*Text segment*.
How the SARS-CoV-2 virus changed the communication of the tourism sector


The coronavirus pandemic is an unprecedented event in human history. Never before has one virus spread to practically all parts of the world and according to prof Zoran Klarić, PhD, from the Institute of Tourism, many previous viruses have been stopped by hot summer weather. The COVID-19 virus is an absolute exception in this regard, given that it has also affected tropical countries such as Singapore, Malaysia and Ecuador. When you look at the numbers, the Republic of Croatia was not spared either, so many employees in tourism sector had to adapt to the new situation as quickly as possible.

*Entries shown*.
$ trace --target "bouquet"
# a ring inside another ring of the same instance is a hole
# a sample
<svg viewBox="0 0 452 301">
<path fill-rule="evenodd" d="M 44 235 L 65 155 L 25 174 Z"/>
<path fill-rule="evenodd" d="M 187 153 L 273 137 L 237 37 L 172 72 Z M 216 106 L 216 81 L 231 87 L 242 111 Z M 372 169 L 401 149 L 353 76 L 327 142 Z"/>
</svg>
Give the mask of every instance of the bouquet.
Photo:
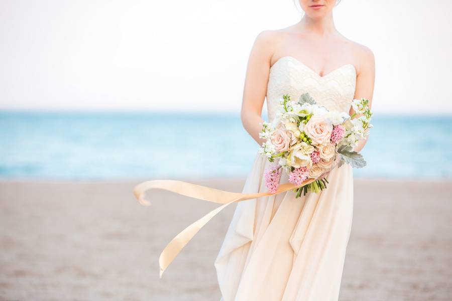
<svg viewBox="0 0 452 301">
<path fill-rule="evenodd" d="M 283 170 L 288 174 L 289 182 L 300 186 L 294 190 L 298 198 L 302 192 L 305 195 L 326 188 L 326 176 L 336 165 L 341 167 L 345 163 L 353 168 L 365 166 L 362 155 L 353 147 L 366 138 L 368 129 L 373 127 L 368 105 L 368 99 L 354 99 L 355 113 L 351 116 L 317 105 L 307 93 L 297 101 L 283 95 L 274 119 L 271 123 L 262 122 L 259 132 L 259 137 L 267 141 L 259 153 L 270 162 L 277 160 L 265 172 L 269 192 L 277 191 Z M 303 185 L 308 179 L 315 180 Z"/>
</svg>

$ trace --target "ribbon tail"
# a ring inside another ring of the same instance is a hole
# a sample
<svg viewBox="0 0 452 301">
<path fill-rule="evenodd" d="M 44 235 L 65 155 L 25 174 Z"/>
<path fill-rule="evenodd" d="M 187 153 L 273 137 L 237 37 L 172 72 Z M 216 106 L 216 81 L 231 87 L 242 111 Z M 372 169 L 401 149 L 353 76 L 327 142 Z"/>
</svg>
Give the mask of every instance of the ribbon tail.
<svg viewBox="0 0 452 301">
<path fill-rule="evenodd" d="M 230 192 L 187 182 L 171 180 L 152 180 L 138 184 L 134 188 L 134 194 L 140 203 L 144 205 L 151 204 L 148 201 L 144 199 L 144 197 L 146 191 L 152 188 L 168 190 L 191 198 L 223 204 L 187 227 L 167 245 L 160 254 L 159 258 L 160 278 L 162 278 L 163 272 L 165 271 L 168 265 L 176 258 L 177 254 L 187 243 L 198 233 L 198 231 L 214 216 L 229 205 L 235 202 L 280 193 L 305 185 L 314 181 L 315 180 L 313 179 L 307 180 L 301 185 L 298 186 L 292 183 L 281 184 L 279 185 L 276 192 L 273 193 L 268 192 L 251 194 Z"/>
</svg>

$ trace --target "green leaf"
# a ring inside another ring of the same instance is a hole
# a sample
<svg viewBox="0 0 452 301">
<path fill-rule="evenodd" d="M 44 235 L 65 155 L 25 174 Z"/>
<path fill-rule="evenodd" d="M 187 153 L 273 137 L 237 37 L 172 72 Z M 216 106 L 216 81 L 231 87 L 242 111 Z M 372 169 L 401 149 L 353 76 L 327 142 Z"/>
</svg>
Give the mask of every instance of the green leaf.
<svg viewBox="0 0 452 301">
<path fill-rule="evenodd" d="M 337 153 L 341 154 L 341 161 L 344 160 L 354 168 L 361 168 L 366 166 L 366 163 L 363 155 L 353 150 L 352 146 L 341 145 L 337 148 Z M 340 162 L 339 164 L 341 164 Z"/>
<path fill-rule="evenodd" d="M 309 93 L 305 93 L 300 95 L 300 97 L 298 98 L 298 103 L 300 105 L 302 105 L 303 103 L 315 104 L 315 100 L 309 95 Z"/>
</svg>

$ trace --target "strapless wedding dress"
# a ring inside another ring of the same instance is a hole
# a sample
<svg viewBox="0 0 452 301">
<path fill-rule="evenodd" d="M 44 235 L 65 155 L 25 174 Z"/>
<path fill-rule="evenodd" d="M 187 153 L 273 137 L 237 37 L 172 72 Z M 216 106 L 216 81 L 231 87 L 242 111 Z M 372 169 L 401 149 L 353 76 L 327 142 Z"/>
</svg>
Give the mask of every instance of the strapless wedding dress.
<svg viewBox="0 0 452 301">
<path fill-rule="evenodd" d="M 269 121 L 279 99 L 309 92 L 329 110 L 348 112 L 356 70 L 345 65 L 323 76 L 291 56 L 270 68 Z M 243 192 L 268 191 L 270 164 L 258 153 Z M 237 204 L 215 260 L 220 301 L 337 301 L 350 235 L 353 175 L 348 164 L 330 173 L 327 188 L 295 198 L 292 190 Z M 281 183 L 288 182 L 283 173 Z"/>
</svg>

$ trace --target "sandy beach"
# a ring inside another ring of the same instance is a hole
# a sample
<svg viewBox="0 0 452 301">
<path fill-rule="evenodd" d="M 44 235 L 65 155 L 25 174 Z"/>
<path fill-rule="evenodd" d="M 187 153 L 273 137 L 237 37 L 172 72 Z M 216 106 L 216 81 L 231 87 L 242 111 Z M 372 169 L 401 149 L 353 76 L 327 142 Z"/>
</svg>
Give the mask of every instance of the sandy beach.
<svg viewBox="0 0 452 301">
<path fill-rule="evenodd" d="M 245 180 L 185 181 L 240 192 Z M 141 182 L 0 182 L 0 299 L 219 300 L 213 262 L 236 205 L 161 279 L 166 244 L 218 205 L 154 190 L 143 206 Z M 355 191 L 340 299 L 450 300 L 452 182 L 359 179 Z"/>
</svg>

*Task instructions*.
• A. In the passage on how the coronavirus changed tourism communication, which tropical countries are named as affected by COVID-19?
• B. Extend the passage on how the coronavirus changed tourism communication by several sentences, picking up after its final sentence.

*Task results*.
• A. Singapore, Malaysia and Ecuador.

• B.
Changing a well-known routine

Every employee in the tourism sector knows the postulates of behavior towards his guests very well – kind greetings on arrival, handling and showing the accommodation facility (especially if it is a private accommodation) as well as very frequent welcome gifts. Hotels, camps and resorts also felt the blow, given that this year the usually very busy Easter passed without tourists coming from other countries and a good part of the facilities were not even open in that period. With the arrival of the tourist season 2020, all previous rules actually changed and, according to all recommendations, contact with guests needed to be reduced to a minimum. Workers in catering and service facilities must work wearing masks, and nightclubs are allowed to work until midnight to minimize the possibility of virus transmission. Protective glass has become indispensable at receptions and all other more frequent places in buildings and a disinfectant can now be found at the entrance to each room.

How did individuals adapt to the new situation?

Since the beginning of the tourist season the hotel company Jadran d.d., based in Crikvenica has adapted its communication according to the situation. Their communication on all social networks has been directed towards the so-called domestic guests and guests of neighboring countries living relatively close. Facebook has imposed itself as the primary social network through which all the necessary information was communicated, while posts on Instagram were more general and with simple descriptions that were not affected at all by the pandemic situation.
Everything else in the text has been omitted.